▶ [Yazılı Görev A]: ÇHD davasıyla ilgili alıntı metne göre duruşma hangi tarihe ertelendi?

▶ [Alıntı Metin]:

T24 Silivri
Aralarında Çağdaş Hukukçular Derneği (ÇHD) ve Asrın Hukuk Bürosu üyelerinin de bulunduğu 21 avukatın yargılandığı davada, avukat Selçuk Kozağaçlı, "FETÖ’cülerin işleri kötüdür, biz kötü işten yargılanıyoruz, bizi tahliye edin, demiyorum. FETÖ’cülerin bizimle ilgili yaptığı işlerin ‘kumpas’ olduğunun delilleri var, ortada. Bizi bu yüzden tahliye etmelisiniz diyorum. Altı yıllık tutukluluğun tedbir değeri olmaz, ayıptır" dedi. Avukatların yargılandığı ÇHD davasında tutuklulukların devamına karar verildi, duruşma 1 Haziran'a ertelendi.
Silivri’de yapılan yaklaşık 8,5 yıllık davanın duruşması, İstanbul 18. Ağır Ceza Mahkemesi'nin Silivri Cezaevi Yerleşkesi'ndeki salonunda yapıldı.Yurt dışından gelen avukatlar, duruşma öncesinde mahkeme salonunda avukatlara ayrılan bölümden kaldırılarak, büyük salonun en arkasındaki izleyici sıralarına oturtuldular. Avukatlar bu yer değişikliğini yapan jandarma görevlilerine, “Mahkeme Başkanı’nın haberi var mı, kendi kararınızla mı yapıyorsunuz bu uygulamayı? Yurt dışından gelen bu avukatların bazılarında sanıkların vekâleti var, neden avukat sıralarından kaldırıyorsunuz” diyerek itiraz ettiler. Ancak itirazlara rağmen, yurt dışından gelen baro temsilcileri salonda avukatlara ayrılan yere alınmadılar. İtirazların sürmesi üzerine, Türkiye dışından gelen bu grup, salonun avukatlar için ayrılan bölümünün karşısında kalan sıralara alındılar.
Hollanda ve Belçika baroları temsilcileri ile CHP İstanbul Milletvekili avukat Sezgin Tanrıkulu’nun da izlediği duruşmaya tutuklu sanıklar Selçuk Kozağaçlı ve Barkın Timtik, Oya Aslan ve Özgür Yılmaz da katıldı. Duruşma saat 11.15’te başladı. Mahkeme Başkanı, Adli Tıp’tan beklenen raporun gelmediğini belirterek, savcıya mütalaasını sordu. Savcı, yazılı mütalaasını aynen tekrar ettiğini, delil durumu ve istenen ceza dikkate alarak tutuklulukların devamını talep etti.

▶ [Verilen Bilgiler]:
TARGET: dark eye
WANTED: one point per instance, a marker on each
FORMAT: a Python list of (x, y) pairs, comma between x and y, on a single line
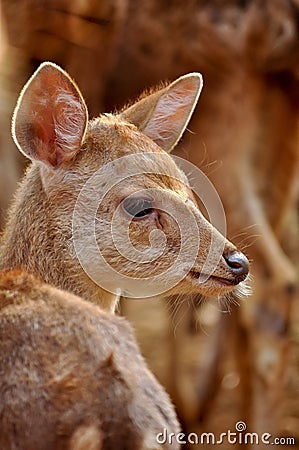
[(137, 207)]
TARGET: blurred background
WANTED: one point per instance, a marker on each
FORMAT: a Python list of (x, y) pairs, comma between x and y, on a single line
[(221, 362)]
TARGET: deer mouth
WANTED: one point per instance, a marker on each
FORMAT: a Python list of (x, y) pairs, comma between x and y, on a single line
[(203, 278)]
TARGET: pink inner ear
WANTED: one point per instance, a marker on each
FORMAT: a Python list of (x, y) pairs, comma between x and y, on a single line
[(51, 117)]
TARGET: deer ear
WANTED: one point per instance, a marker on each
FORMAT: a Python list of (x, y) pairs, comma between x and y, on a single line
[(164, 115), (50, 118)]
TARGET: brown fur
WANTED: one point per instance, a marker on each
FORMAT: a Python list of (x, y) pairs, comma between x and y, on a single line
[(72, 376), (47, 195)]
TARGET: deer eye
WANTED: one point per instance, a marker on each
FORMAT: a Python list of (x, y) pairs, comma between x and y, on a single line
[(137, 207)]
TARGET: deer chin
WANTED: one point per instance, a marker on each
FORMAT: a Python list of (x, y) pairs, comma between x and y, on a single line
[(211, 285)]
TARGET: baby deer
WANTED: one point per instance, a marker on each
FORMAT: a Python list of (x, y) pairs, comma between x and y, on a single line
[(71, 375), (122, 160)]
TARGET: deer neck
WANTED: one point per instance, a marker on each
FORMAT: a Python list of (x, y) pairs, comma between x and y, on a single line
[(38, 239)]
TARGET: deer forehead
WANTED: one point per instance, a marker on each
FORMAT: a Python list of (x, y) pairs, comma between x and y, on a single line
[(110, 139)]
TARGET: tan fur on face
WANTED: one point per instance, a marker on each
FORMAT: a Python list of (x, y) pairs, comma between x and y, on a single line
[(72, 376), (38, 236)]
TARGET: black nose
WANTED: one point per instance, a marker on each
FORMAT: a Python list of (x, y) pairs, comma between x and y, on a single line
[(238, 264)]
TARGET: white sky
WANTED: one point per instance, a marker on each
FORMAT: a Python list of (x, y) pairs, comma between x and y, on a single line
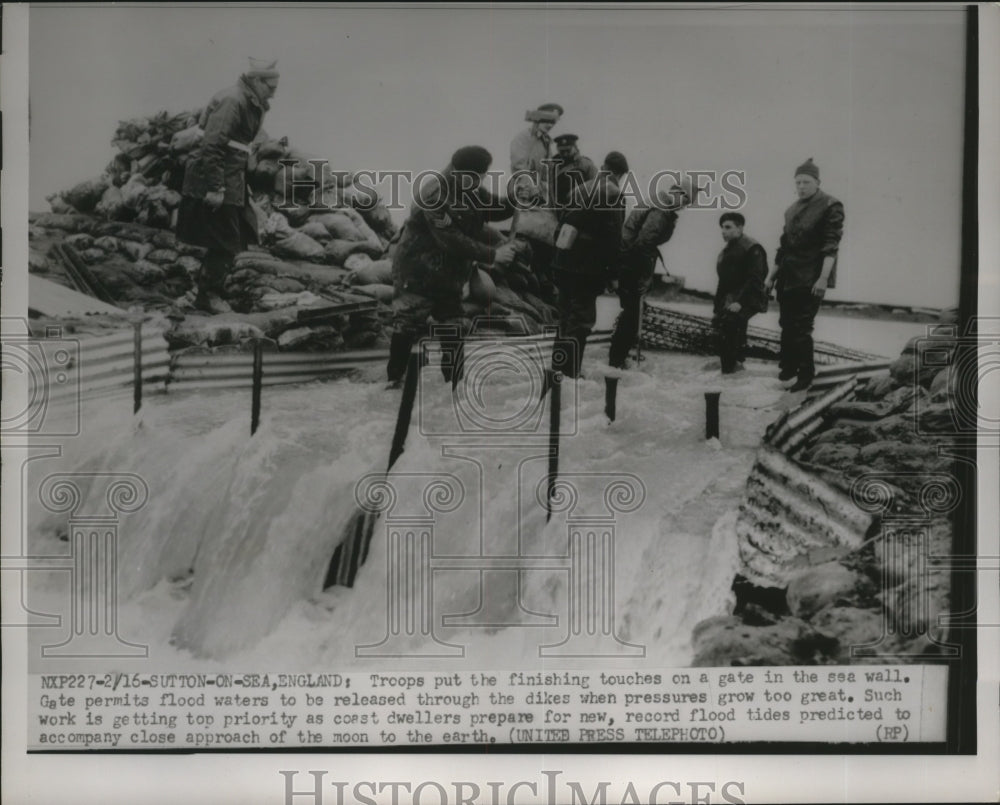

▶ [Yazılı Görev B]: Kayıtların başından "[(221, 362)]" bulunan satıra kadar, iki uç da dahil olmak üzere, "TARGET" adını "LABEL" olarak değiştirip bu satırları yeniden yazın. Geri kalan her şey aynı kalsın, resimleri ise cevaba almayın.

▶ [Alıştırma Sonucu A]: Duruşma 1 Haziran'a ertelendi.

▶ [Alıştırma Sonucu B]:
LABEL: dark eye
WANTED: one point per instance, a marker on each
FORMAT: a Python list of (x, y) pairs, comma between x and y, on a single line
[(137, 207)]
LABEL: blurred background
WANTED: one point per instance, a marker on each
FORMAT: a Python list of (x, y) pairs, comma between x and y, on a single line
[(221, 362)]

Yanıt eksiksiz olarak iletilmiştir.